*WHAT YOU SHOULD DO*.
From the first record to the last, write out each one exactly.

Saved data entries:
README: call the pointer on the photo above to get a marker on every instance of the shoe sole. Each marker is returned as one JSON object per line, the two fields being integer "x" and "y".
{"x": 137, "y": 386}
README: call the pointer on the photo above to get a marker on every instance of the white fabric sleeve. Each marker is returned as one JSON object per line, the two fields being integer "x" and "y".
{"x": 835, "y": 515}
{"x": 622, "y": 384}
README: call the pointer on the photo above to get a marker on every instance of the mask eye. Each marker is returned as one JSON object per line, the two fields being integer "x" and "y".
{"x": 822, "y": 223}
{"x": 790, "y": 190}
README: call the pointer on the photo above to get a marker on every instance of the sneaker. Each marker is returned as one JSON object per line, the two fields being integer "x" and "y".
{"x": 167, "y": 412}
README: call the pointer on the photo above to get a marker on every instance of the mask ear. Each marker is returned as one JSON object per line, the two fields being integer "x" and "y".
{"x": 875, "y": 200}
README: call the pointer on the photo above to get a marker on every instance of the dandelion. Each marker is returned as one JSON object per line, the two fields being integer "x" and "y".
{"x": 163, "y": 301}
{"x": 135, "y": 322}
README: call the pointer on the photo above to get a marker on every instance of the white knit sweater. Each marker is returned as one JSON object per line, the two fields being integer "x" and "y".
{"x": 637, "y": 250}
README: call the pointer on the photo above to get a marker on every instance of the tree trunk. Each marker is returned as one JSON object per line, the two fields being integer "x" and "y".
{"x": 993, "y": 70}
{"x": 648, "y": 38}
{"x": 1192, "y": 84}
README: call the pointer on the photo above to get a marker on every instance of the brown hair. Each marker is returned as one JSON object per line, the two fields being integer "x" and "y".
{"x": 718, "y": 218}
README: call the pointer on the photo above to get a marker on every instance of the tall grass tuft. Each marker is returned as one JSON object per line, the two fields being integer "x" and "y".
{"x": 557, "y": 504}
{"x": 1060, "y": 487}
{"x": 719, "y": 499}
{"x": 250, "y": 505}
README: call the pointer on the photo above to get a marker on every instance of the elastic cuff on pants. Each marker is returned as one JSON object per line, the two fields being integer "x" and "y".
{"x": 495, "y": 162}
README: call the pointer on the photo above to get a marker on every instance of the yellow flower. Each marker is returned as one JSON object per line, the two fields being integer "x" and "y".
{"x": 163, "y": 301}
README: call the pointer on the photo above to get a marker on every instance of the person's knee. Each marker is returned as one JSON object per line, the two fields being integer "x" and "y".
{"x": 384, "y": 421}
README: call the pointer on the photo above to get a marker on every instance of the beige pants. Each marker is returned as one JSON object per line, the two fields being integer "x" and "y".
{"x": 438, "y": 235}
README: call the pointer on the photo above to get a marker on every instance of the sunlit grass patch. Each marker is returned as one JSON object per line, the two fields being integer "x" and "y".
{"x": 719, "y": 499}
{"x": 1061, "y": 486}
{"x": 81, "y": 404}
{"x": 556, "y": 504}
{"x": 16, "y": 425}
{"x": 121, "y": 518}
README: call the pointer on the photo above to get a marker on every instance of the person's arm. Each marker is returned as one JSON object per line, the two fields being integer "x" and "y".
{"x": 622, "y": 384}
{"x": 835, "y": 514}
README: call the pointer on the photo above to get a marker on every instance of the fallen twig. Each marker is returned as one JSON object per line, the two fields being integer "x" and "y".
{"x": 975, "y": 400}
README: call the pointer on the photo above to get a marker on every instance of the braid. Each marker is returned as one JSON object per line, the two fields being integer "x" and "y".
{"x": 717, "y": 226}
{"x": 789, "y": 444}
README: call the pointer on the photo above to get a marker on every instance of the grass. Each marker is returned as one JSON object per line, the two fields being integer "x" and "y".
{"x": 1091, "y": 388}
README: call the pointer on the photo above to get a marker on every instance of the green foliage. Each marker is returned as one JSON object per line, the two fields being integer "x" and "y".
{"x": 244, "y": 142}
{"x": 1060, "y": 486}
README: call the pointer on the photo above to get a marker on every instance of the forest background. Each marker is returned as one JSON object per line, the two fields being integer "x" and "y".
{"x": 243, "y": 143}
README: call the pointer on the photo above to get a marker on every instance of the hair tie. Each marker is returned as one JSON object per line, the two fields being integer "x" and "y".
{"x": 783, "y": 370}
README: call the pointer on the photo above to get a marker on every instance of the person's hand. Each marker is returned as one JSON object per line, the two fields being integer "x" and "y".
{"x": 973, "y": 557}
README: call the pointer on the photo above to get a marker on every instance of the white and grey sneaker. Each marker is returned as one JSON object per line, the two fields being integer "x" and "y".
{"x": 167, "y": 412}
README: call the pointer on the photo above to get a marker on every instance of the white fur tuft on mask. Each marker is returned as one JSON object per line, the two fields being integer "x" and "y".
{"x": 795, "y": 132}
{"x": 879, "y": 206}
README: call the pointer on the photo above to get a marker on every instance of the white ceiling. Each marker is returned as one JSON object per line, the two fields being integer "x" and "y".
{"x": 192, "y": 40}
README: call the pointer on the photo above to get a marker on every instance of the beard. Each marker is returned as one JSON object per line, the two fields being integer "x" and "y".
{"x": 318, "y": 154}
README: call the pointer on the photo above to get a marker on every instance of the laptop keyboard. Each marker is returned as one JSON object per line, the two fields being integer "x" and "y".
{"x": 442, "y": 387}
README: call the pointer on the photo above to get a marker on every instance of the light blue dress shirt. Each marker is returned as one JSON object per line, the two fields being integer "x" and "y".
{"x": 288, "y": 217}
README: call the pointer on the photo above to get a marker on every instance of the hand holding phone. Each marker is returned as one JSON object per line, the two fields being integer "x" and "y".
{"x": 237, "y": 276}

*SOLUTION TO THIS PROBLEM*.
README: call the pointer on the photo above to get a marker on every instance of the shoe sole. Each marker is returned as one JSON object per line, the two fields being integer "x" and "y".
{"x": 137, "y": 386}
README: call the pointer on the photo above to get a marker on every instance of the white fabric sleeve. Each marker is returned as one JSON object per line, the two fields being integer "x" and "y".
{"x": 835, "y": 515}
{"x": 622, "y": 384}
README: call the pointer on the photo above to get a marker on every instance of the mask eye. Each marker is returned as one JSON object per line, the two fields being integer "x" and "y".
{"x": 822, "y": 223}
{"x": 790, "y": 190}
README: call the pointer on the photo above to get a marker on every instance of the sneaker. Each marker is returned as one JSON object per line, the two fields being integer "x" and "y".
{"x": 167, "y": 412}
README: call the pointer on the photo above to get a marker on every instance of the mask ear. Each marker is returned as one JSON object per line, the two fields being integer "x" and "y".
{"x": 875, "y": 200}
README: call the pointer on the photo above to get a marker on every instance of the dandelion. Each marker is returned as one JSON object per line, the two fields being integer "x" and "y".
{"x": 163, "y": 301}
{"x": 135, "y": 322}
README: call the pointer on the photo above to get a marker on every instance of the white knit sweater. Each marker is returned as one JSON object per line, the two fields being integer "x" and "y".
{"x": 637, "y": 250}
README: call the pointer on the photo above to get a marker on every instance of the tree trunk. Each marker is returned as one JSON object per line, the two fields being integer "x" and "y".
{"x": 993, "y": 70}
{"x": 648, "y": 38}
{"x": 1192, "y": 84}
README: call the pointer on the photo above to get a marker on every instance of the brown hair. Each marker is returned as one JSON object per line, the two fields being integer "x" and "y".
{"x": 718, "y": 218}
README: call the pointer on the photo above to get a marker on every instance of the tall grass tuft. Each marker is returned as one JSON object per line, the two fields being integer "x" and "y".
{"x": 557, "y": 504}
{"x": 1060, "y": 487}
{"x": 719, "y": 499}
{"x": 250, "y": 505}
README: call the pointer on the photo above to get a marker on every instance of the elastic cuff on pants. Each marker is returned as one JSON object per line, the two fields being integer "x" and "y".
{"x": 495, "y": 162}
README: call the pointer on the photo above to get a marker on every instance of the yellow flower. Each marker is returned as one JSON object per line, the two fields being integer "x" and "y".
{"x": 163, "y": 301}
README: call the pointer on the photo above to get a marker on every instance of the person's knee. Each marker is returned as one JSON object per line, the two fields being integer "x" and "y".
{"x": 384, "y": 421}
README: call the pointer on the photo above to get a marker on every instance of the beige pants. Each marker is returned as one JSON object per line, the two fields being integer "x" and "y".
{"x": 438, "y": 235}
README: call the pointer on the photo above to get a marker on every instance of the sunlit grass patch. Each marker is returned as one JSON object per line, the two fields being integer "x" and "y".
{"x": 719, "y": 499}
{"x": 1061, "y": 486}
{"x": 81, "y": 404}
{"x": 556, "y": 504}
{"x": 16, "y": 425}
{"x": 121, "y": 518}
README: call the pointer on the photo above to get a marker on every instance of the person's arm. Each marker is returned as one JSON object per line, the two fields being integer "x" and "y".
{"x": 622, "y": 384}
{"x": 835, "y": 514}
README: call the pointer on the photo above to get a marker on every instance of the fallen twig. Each marker is returned as one JSON object per line, the two fields being integer "x" and "y".
{"x": 975, "y": 400}
README: call the pointer on the photo above to get a marker on every instance of the braid. Each marker is returned as one JSON object per line, the two fields being integer "x" and "y".
{"x": 717, "y": 226}
{"x": 789, "y": 444}
README: call the pointer on the photo above to get a marker on every instance of the grass. Each marker is returned as one JSON object per line, the two fields being integer "x" and "y".
{"x": 1091, "y": 388}
README: call the pointer on the photo above to get a marker on every instance of the green foliage. Each marker is returned as one JSON object per line, the two fields being integer "x" and "y".
{"x": 244, "y": 142}
{"x": 1060, "y": 486}
README: call the pointer on the photo above to get a marker on every instance of the forest background. Each marker is returned as one JSON object per line, the two fields being integer "x" and "y".
{"x": 243, "y": 143}
README: call the pointer on the photo above to get a marker on every instance of the hair tie. Each marker is returned as one JSON object per line, the two fields being integer "x" and "y".
{"x": 783, "y": 370}
README: call the pointer on the photo above to get a marker on every instance of the person's hand. Each marker is returned as one JSON object per line, the two fields being integer "x" and "y".
{"x": 973, "y": 557}
README: call the pointer on the photo above to get a marker on every instance of the white and grey sneaker. Each marker is returned as one JSON object per line, the two fields being integer "x" and "y".
{"x": 167, "y": 412}
README: call the pointer on the photo above to get a marker on every instance of the white fur tuft on mask. Each marker is returned as one JSON object per line, the two fields being integer "x" and "y".
{"x": 795, "y": 132}
{"x": 879, "y": 206}
README: call the pointer on the photo above to get a marker on every instance of the white ceiling. Each marker is returned as one JSON object per line, the two fields being integer "x" and "y".
{"x": 192, "y": 40}
README: call the pointer on the photo above to get a marker on every instance of the beard. Each marker is returned as one JSON object per line, the two fields being integer "x" and "y".
{"x": 318, "y": 154}
README: call the pointer on the photo above to get a marker on every instance of the laptop keyboard. Each marker is returned as one JSON object per line, the two fields being integer "x" and "y".
{"x": 442, "y": 387}
README: call the pointer on the photo above to get a marker on every instance of the light blue dress shirt. Each marker is returned as one JSON object per line, the two fields being integer "x" and "y".
{"x": 288, "y": 217}
README: call the pointer on the photo above to get a marker on every instance of the hand holding phone. Each marker is returned as one JSON object per line, the two fields being integer "x" and "y".
{"x": 237, "y": 276}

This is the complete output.